_LAVORO RICHIESTO_. Riporta la parte che inizia con la riga contenente "door by giving the bounding box." e finisce con quella contenente "[213,131,266,342]", cambiando "glass shower door" in "sliding shower door" e lasciando invariato tutto il resto.

_VOCI DISPONIBILI_.

########

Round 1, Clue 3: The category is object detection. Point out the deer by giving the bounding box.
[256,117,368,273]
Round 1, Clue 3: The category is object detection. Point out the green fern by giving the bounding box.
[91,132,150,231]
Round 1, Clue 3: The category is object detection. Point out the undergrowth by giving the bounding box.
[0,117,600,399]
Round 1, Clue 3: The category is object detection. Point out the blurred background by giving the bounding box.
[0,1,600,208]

########

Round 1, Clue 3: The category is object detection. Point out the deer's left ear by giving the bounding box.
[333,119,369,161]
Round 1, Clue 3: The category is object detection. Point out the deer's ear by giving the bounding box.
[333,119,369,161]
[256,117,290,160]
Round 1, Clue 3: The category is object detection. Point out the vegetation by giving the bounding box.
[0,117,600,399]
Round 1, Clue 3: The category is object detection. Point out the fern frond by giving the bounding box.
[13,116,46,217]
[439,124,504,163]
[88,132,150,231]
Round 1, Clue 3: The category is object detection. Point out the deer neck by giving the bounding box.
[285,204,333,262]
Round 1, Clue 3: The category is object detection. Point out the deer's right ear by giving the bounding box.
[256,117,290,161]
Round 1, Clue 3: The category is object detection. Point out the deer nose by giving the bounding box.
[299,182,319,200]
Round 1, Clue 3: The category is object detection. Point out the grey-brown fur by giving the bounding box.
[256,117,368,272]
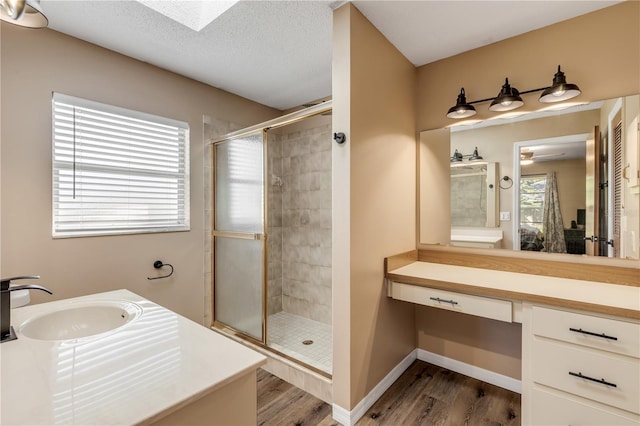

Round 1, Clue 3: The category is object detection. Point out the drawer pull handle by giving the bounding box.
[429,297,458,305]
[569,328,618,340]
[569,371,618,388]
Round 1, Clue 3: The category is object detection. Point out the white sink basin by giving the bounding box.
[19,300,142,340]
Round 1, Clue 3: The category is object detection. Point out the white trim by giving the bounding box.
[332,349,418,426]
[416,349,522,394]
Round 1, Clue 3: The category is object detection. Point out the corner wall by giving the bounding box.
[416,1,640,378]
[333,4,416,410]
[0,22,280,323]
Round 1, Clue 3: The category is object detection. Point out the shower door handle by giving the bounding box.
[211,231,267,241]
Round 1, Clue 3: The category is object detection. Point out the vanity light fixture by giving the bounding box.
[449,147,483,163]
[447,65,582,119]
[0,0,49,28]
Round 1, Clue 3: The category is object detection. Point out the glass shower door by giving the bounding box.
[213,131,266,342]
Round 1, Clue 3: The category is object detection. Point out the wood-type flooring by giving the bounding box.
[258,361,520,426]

########

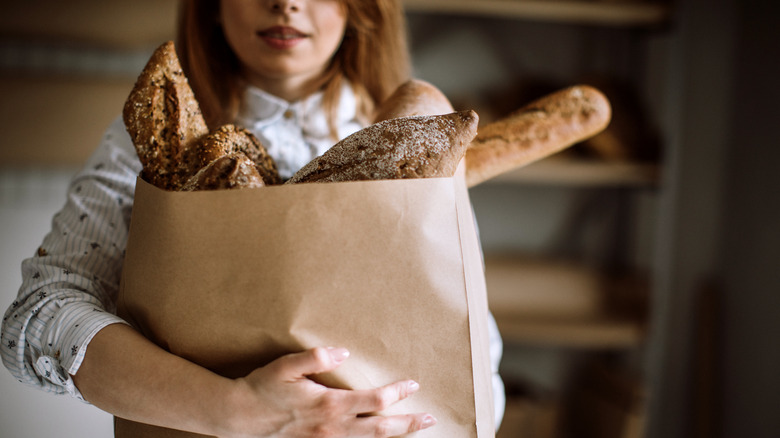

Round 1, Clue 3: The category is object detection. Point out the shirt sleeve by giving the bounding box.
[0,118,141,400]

########

_RISPOSTA ATTESA_.
Round 1, Clue 3: The category is object detection. Point out the sliding shower door by giving the bounding box.
[213,131,266,342]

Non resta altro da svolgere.